* [Source passage]
## Start

COMPLAINANT P Callister ADVERTISER Shine ADVERTISEMENT Shine, Television DATE OF MEETING 11 April 2017

OUTCOME Not Upheld


SUMMARY

Shine's 'Light it Orange' television advertisement shows four Vodafone Warrior players under a bed. One says 'One in three women are abused by a partner.' The lights come up and comedian Guy Williams says 'It's time to shine a light on domestic violence.' A call to support Shine's campaign against domestic violence is then made.

The Complainant said the advertisement was misleading because the statement 'One in three women are abused by a partner', suggested that One in three women are abused by a current partner and therefore one in three men are abusers.

The Advertiser said there was nothing in the advertisement to imply that one in three men perpetrated abuse and strongly disagreed that this would be a logical conclusion to draw from the statement.

## End

Collection entries:
## Start

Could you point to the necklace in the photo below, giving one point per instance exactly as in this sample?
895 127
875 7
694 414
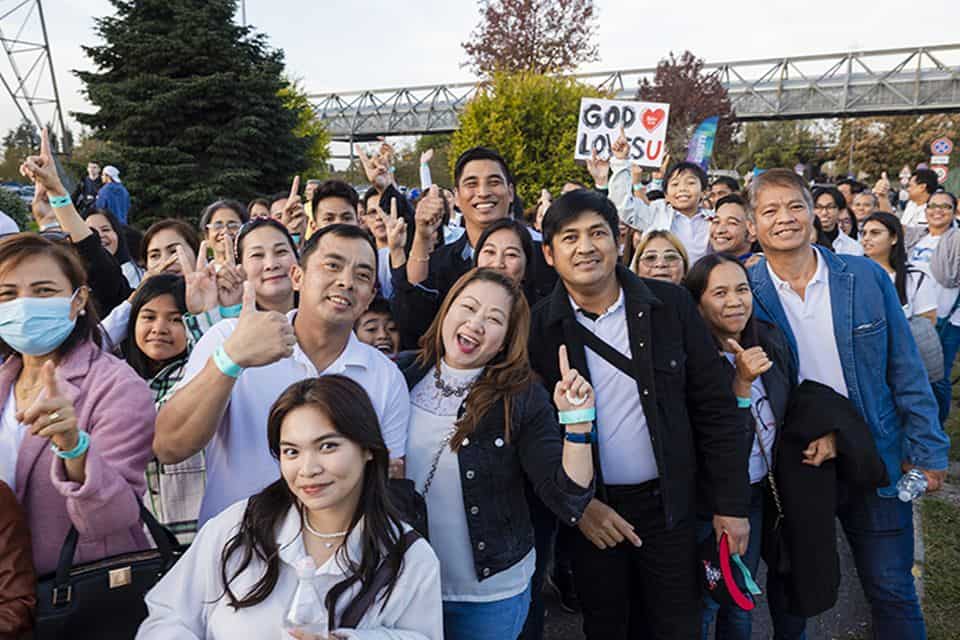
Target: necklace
323 536
446 390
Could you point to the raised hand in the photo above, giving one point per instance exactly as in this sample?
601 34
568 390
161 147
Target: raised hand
200 280
52 414
621 146
599 169
572 391
261 337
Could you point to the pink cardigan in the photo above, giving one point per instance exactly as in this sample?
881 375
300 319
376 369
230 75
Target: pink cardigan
114 405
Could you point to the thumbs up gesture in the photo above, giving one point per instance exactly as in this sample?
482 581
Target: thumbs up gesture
261 337
572 391
52 415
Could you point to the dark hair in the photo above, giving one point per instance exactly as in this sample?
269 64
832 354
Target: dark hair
181 228
505 376
572 205
348 407
123 253
335 189
696 283
18 247
212 208
258 223
151 288
731 183
340 230
928 179
898 252
680 167
732 198
479 153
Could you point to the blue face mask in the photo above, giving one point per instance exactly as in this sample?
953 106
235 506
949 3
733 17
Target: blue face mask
36 326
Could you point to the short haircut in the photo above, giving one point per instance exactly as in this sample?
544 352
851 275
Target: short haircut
729 182
785 178
732 198
340 230
335 189
212 208
680 167
181 228
571 206
928 179
479 153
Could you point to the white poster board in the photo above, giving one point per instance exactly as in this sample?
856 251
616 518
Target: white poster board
644 123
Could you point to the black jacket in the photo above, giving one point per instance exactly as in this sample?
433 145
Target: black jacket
811 570
414 307
492 474
685 387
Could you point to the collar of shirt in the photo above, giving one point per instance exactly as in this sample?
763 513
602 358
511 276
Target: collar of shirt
612 309
353 355
820 275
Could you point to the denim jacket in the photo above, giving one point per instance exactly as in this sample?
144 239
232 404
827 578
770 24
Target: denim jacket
881 364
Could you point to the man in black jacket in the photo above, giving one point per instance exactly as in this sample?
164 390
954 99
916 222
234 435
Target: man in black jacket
666 413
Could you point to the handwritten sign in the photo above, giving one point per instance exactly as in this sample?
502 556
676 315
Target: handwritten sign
644 123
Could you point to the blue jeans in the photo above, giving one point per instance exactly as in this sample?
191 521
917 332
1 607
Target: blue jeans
942 389
733 623
497 620
880 532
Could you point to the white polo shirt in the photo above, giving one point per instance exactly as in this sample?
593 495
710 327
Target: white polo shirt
238 459
811 320
626 452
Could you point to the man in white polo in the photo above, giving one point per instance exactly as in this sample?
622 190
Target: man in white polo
240 367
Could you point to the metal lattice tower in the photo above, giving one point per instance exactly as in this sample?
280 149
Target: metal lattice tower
28 75
856 83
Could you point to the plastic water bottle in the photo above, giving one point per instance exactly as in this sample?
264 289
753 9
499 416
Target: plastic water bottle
912 485
306 611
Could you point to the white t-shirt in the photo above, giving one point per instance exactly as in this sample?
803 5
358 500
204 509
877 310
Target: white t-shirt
946 297
239 463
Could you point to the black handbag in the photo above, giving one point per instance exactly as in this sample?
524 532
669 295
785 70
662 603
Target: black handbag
102 599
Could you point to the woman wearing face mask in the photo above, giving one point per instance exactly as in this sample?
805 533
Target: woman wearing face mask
660 255
157 349
329 513
764 377
114 240
479 426
76 423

## End

* [Written request 1] In the complaint summary, rewrite the part that opens with the words containing "The Advertiser said" and closes with "from the statement.", swapping "strongly" for "firmly".
* [Written request 2] According to the complaint summary, why did the Complainant consider the advertisement misleading? Answer in one to three sentences.
* [Written request 3] Extend the complaint summary past its final sentence.

* [Answer 1]
The Advertiser said there was nothing in the advertisement to imply that one in three men perpetrated abuse and firmly disagreed that this would be a logical conclusion to draw from the statement.

* [Answer 2] The Complainant said the statement "One in three women are abused by a partner" suggested that one in three women are abused by a current partner. That would mean one in three men are abusers.

* [Answer 3]
The Complaints Board agreed that the statement: 'one in three women are abused by a partner', didn't suggest that one in three men were abusers. The Complaints Board didn't consider that people who viewed the advertisement would take that meaning from the statement.

The Complaints Board agreed that an advocacy advertisement had leeway to communicate an organisation's purpose or cause as long as the organisation was clearly identified - and in this case it was. The Complaints Board noted the statement was sourced from a 2005 study about domestic violence and while it would have been clearer to state the statistic was over a lifetime, the threshold to breach the Code of Ethics had not been met.

Accordingly, the Complaints Board ruled the complaint was Not Upheld.

[No further action required]

Please note this headnote does not form part of the Decision


COMPLAINTS BOARD DECISION

The Chair directed the Complaints Board to consider the advertisement with reference to Basic Principle 4 and Rules 2 and 11 of the Code of Ethics. This required the Board to consider whether or not the advertisement was, either directly or indirectly, likely to deceive or mislead the consumer and if it had been prepared with a due sense of social responsibility

to consumers and to society. The Chair noted that as this was an advocacy advertisement, expressions of opinion were permitted, however these should be clearly distinguishable from factual information.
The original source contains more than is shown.